DOCUMENT EXTRACT.
......
Book Unveils Masters Secret Techniques
London — Secret Knowledge, a new book by David Hockney, unveils the secret techniques of the masters of European art in a publication that only an artist could have conceived. The book was inspired by a drawing by Ingres that made the United Kingdom native suspicious that something strange was going on in the artist's technique. Each page builds on what reads like a detective novel, and the illustrations help support Hockney's theories. The author discovers that the amazing realism of the Flemish masters such as Vermeer , Rembrandt , Van Eyck , Holbein and Hals was achieved by the use of mirrors and lenses to copy with an almost photographic precision the images reflected. This discovery has taken scholars in the art world by surprise because it offers a new perspective into the history of art. 1
Note how the premise of the book is accepted as true without a word of caution or dissent. Words like alleged, theory, supposition, etc., are not included. Instead, we find words like secret techniques, unveil, discovers, was achieved, and so on. This distortion of the accomplishments of past artists and the rigorous means by which their accomplishments were achieved was a harmful, yet common occurrence during the 20th century. It apparently lingers into this century as well.
The sight-size method. A method of painting from life handed down from the Old Masters, as practised at Atelier Lack (c.1974).
......
INFORMATION SUPPLIED.

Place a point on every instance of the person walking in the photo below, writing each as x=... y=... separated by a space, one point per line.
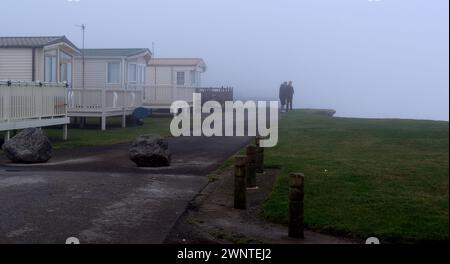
......
STATED PROBLEM. Extend the piece above on David Hockney's book Secret Knowledge, picking up right after its last sentence.

RESPONSE.
I discussed Hockney's New Yorker article with fellow artist Stephen Gjertson . We agreed that we should never dismiss allegations simply because we disagree, or would prefer not to deal with them, and that we would treat and analyze Hockney's thesis as a serious subject. However, it seemed to us that his entire thesis rested on his amazement that Ingres could draw masterfully and with a sure hand, in a manner that Hockney could not approximate by his own hand.
Unfortunately for Hockney, John Walsh, director of the Getty Museum, and "long time admirer of Hockney", stated the obvious in the article itself. Walsh said, "I fear David may well find himself sailing against the wind. For before the seventeenth century, where's the evidence? Where's the testimony of sitters or other contemporaries, or the treatises of the artists themselves? We have vast inventories, often compiled for inheritance purposes at the time of artists deaths, every single brush accounted for- and where are all the lenses and other devices you'd expect to find listed, if David were right? Its pretty dicey."2
There is no historical evidence from sitters, contemporaries, or from the artists themselves to support Hockney's theory. Ingres himself spoke simply and unequivocally of his regard for drawing: "Drawing is the probity [integrity] of art."3 For Ingres, drawing constituted the very heart of great artistic expression. Those who have studied him know that he often wept at the end of the day because in his own opinion he was unable to successfully combine beautiful, naturalistic and accurate drawing with the ideal beauty of Raphael .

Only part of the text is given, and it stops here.